### GOAL OF THE EXERCISE
Write out every line of the data below exactly as given.

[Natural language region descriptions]
***
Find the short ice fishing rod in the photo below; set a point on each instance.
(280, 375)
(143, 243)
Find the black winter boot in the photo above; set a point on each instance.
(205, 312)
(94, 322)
***
### OUTPUT BELOW
Find the short ice fishing rod in the photo below; set a point on each instance.
(280, 375)
(143, 243)
Find the black winter boot in the photo above; set a point on each instance.
(205, 312)
(94, 322)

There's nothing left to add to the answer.